**PAGE TEXT:**
╭──

Mental Health Professionals and the Roles they Play
Medicine is multidisciplinary and some of it’s disciplines are more understood than others for example cardiology and gynecology over psychiatry.
When we suspect we could be suffering from possible cardiovascular or reproductive issues, we sometimes by pass the general practitioner and go straight to the specialists; we know exactly where to go.
What about mental health? Do we understand the different professionals who work in mental health and the roles they play?
The collaborative efforts of these professionals ensure that patients receive care in-patient, out-patient as well as post-hospital care.
So who are these professionals and what do they do?
Oxford Medicine describes a psychiatrist as a trained medical doctor who has received further training in the field of diagnosing and managing mental disorders and emotional and behavioural disturbances.
If you were to visit a hospital and express your concerns about your mental health or that of a loved one, you would be referred to a psychiatrist first.
The reason for this is that a psychiatrist diagnoses and prescribes treatment for the various mental disorders which includes therapy or drugs or a combination of both depending on the diagnosis of the patient.
Depending on his findings after examining you, the psychiatrist would then decide on the best course of treatment and whether you should be admitted or receive out-patient care.
Other than patient care, a psychiatrist can be called upon to explain medical concepts to lay men in settings such as a court of law or the media. He also delivers reports to the court as to whether a suspect has the mental capability to stand trial.
He/she is also responsible and accountable for the rights and care provided to all patients placed under his/her care.
Within the field of psychiatry there are specialisations such as child psychiatry and forensic psychiatry.
It is estimated that in Kenya there are about 100 psychiatrists for the current population of 45 million people.
2. Psychiatric Nurse
According to the American Psychiatric Nurses Association, psychiatric nurses are experts in crisis prevention, mental health, medications and therapies to assist patients in mastering mental illnesses.

╰──

**INFORMATION SUPPLIED:**
╭──

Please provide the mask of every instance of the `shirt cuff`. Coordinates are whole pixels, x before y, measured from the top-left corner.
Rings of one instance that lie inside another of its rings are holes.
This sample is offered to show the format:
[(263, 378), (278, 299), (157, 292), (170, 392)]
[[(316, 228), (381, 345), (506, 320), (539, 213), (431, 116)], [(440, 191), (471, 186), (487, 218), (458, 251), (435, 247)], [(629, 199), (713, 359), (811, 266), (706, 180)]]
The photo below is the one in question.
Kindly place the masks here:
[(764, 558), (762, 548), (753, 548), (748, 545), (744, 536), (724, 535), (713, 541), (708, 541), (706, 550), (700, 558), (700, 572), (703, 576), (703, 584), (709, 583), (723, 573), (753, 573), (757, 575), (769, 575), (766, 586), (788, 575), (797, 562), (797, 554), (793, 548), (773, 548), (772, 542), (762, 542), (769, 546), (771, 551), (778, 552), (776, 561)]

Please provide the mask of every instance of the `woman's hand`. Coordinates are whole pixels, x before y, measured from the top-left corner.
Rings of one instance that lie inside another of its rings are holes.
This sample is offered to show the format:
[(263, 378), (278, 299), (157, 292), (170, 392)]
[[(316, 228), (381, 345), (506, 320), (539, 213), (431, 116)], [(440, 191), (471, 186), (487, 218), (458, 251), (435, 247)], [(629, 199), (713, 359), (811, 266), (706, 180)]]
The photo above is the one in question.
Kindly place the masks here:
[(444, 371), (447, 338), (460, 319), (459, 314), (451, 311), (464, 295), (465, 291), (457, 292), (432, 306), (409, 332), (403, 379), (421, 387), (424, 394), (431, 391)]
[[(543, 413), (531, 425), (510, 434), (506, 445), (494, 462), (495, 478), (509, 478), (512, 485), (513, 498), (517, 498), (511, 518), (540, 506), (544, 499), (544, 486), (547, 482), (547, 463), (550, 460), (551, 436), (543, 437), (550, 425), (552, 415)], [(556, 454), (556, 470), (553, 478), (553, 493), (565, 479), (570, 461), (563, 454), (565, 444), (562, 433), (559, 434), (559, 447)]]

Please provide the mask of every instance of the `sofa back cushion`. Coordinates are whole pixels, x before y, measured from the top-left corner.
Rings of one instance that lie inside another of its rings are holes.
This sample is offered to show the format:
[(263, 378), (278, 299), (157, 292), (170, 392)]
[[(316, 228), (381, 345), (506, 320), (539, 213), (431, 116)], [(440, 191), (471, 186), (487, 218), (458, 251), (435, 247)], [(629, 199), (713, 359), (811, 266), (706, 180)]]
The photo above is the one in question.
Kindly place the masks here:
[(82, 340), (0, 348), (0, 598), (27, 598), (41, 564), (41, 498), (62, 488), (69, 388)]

╰──

**WHAT YOU HAVE TO DO:**
Carry the article on mental health professionals and their roles forward from its final sentence.

**EXERCISE ANSWER:**
Psychiatric nurses typically work closely with the psychiatrist’s and clinical psychologist’s to develop individualized treatment plans for their patient.
They also provide individual counselling to the patient as well as family so that they can have a better understanding of the illness.
She/he will also the assist the patient in personal grooming and dressing as is needed and also take their medications properly.
Unlike the West, where their roles are well defined, in Kenya psychiatric nurses often have to step into the psychiatrist’s shoes because of the lack of enough psychiatrists within the country.
A 2016 article by The Daily Nation titled, ‘Ours is a Society that doesn’t care about the mentally ill revealed that Kisumu District Hospital had been operating without a psychiatrist for over a year, as he was on leave.
This resulted in the psychiatric nurses taking up the full care of these patients despite the limited role they can play because of their training. Psychiatric nurse cannot diagnose, review the progress of patients or change the drug regimen of patients.
3. Clinical Psychologist/ Therapist
The US National Alliance on Mental Illness describes a clinical psychologist as an individual trained to evaluate a person’s mental health using clinical interviews, psychological evaluations and testing.
He/she focuses on the diagnosis of mental disorders and works in collaboration with a psychiatrist to come up with the best course of treatment for the patient.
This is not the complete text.